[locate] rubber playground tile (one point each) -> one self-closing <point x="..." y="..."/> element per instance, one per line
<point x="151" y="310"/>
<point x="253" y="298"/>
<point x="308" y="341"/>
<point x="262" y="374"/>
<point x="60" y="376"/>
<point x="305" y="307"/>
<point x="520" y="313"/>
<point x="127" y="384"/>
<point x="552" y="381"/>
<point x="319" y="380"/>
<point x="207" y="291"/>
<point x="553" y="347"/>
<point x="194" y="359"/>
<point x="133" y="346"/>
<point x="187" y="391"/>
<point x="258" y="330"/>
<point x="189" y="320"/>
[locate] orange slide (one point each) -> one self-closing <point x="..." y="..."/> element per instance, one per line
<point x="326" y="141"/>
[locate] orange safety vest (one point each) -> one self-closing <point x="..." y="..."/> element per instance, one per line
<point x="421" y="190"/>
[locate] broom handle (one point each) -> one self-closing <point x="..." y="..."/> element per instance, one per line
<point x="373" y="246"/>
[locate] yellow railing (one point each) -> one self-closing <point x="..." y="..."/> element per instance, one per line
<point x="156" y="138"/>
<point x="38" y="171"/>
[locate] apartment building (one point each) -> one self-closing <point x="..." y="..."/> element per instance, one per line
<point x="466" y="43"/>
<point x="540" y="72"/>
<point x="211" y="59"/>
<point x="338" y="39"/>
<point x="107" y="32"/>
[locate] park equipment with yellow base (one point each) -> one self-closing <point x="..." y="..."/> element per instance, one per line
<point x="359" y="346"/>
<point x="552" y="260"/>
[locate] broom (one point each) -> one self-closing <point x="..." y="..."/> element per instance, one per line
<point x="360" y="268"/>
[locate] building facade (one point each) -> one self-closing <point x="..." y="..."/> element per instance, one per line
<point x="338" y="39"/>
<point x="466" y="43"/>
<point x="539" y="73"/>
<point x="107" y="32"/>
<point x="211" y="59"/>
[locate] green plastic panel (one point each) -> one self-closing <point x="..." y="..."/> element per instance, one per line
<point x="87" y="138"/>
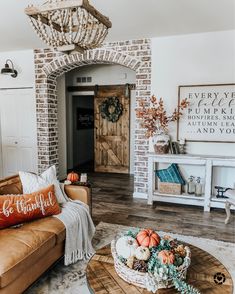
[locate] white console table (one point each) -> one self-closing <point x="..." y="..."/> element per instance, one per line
<point x="207" y="200"/>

▶ **Work required**: Swap "green" for "blue" in the lines from the one containing "[locate] building facade" through the end of the material, inclusive, and change nothing else. Leave the pictures out of your answer.

▶ **Finished exercise**:
[locate] building facade (one point each) -> one self-closing <point x="..." y="..."/> element per instance, one per line
<point x="338" y="39"/>
<point x="466" y="43"/>
<point x="539" y="73"/>
<point x="107" y="32"/>
<point x="211" y="59"/>
[locate] blue plastic panel (one point each) -> one self-closing <point x="..." y="..."/> element per instance, one per line
<point x="87" y="138"/>
[locate] white console table (one point each) -> one self-closing <point x="..." y="..."/> element per instance, one per line
<point x="207" y="200"/>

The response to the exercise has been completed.